• [THE PROBLEM] Quote every one of the following rows word for word, leaving out the pictures.

• [DATA EXTRACT]
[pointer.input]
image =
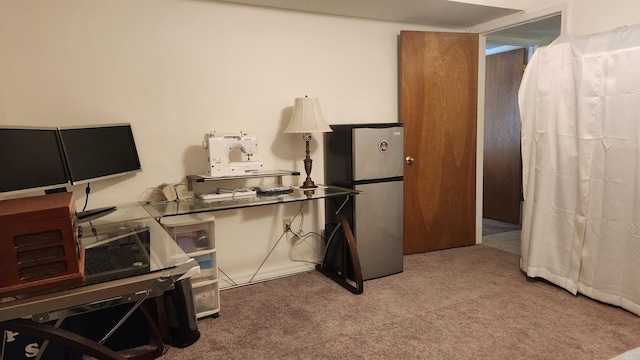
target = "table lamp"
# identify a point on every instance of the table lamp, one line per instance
(306, 119)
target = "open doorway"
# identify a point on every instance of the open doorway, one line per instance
(508, 52)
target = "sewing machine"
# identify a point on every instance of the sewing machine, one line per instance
(220, 147)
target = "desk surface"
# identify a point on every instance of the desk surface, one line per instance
(166, 259)
(160, 209)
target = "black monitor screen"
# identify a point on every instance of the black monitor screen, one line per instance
(99, 152)
(31, 158)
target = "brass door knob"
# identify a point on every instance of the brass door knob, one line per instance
(409, 160)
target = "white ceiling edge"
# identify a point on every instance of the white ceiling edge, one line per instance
(505, 4)
(521, 18)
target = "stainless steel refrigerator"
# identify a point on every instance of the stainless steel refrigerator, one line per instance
(369, 158)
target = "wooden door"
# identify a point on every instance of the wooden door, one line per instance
(502, 175)
(438, 105)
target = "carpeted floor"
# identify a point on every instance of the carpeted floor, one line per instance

• [WORKED SOLUTION]
[pointer.input]
image =
target = "table lamp"
# identify a point on every instance of the table lamp, one line per instance
(306, 119)
target = "open doorway"
# identify a point on every instance of the open doorway, one line per instance
(508, 52)
target = "sewing machine"
# identify a point on every instance of the sewing machine, one line per instance
(220, 147)
target = "desk surface"
# identify a point on every instance of the desk surface, one line per instance
(166, 259)
(160, 209)
target = "black monitor screen"
# identify a point on every instance of the black monitor screen, one line per instance
(99, 152)
(31, 158)
target = "brass door knob"
# identify a point on every instance of the brass door knob, one line per instance
(409, 160)
target = "white ceiling edge"
# identify a point on every instance of the white ceiling edge, one line per instance
(505, 4)
(521, 18)
target = "stainless steel refrigerator"
# identify a point on every instance of the stainless steel refrigerator, one line per instance
(369, 158)
target = "wooden door"
# identify a point on every instance of the wooden door, one line per instance
(502, 175)
(438, 105)
target = "carpeted floor"
# identify a point on every instance of the carpeted floor, one line per instance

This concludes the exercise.